**Problem to work on:** List every line of the records that contains the word "seen", matching case exactly.

**The data:**
— begin —
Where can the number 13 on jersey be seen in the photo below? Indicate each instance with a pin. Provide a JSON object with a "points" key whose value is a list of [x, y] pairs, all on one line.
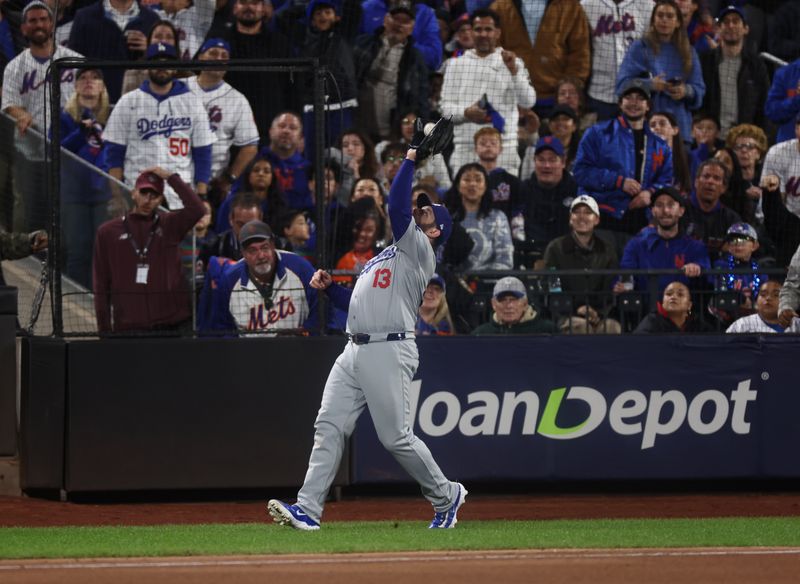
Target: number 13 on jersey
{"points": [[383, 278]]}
— end —
— begin —
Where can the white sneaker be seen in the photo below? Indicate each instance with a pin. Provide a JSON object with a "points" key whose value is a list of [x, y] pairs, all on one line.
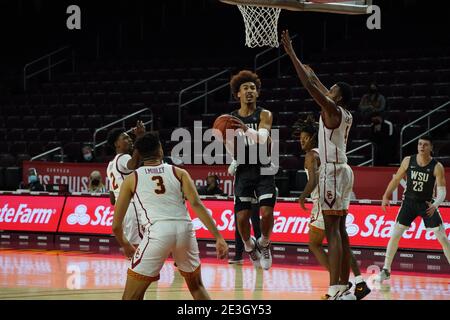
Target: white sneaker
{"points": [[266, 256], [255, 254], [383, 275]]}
— end —
**Complete response:**
Where can the number 13 on jersey be seen in the photo below? Indicate each instance with a pin. Provide a JSON object with a "points" key whose value is a list of [x, y] pairs, all on one line.
Where can the white sneaker be seen in the photo below? Indicate each instance with a pin. Provide a JSON object with a "points" key whose value is a list of [x, y] pairs, all on one line.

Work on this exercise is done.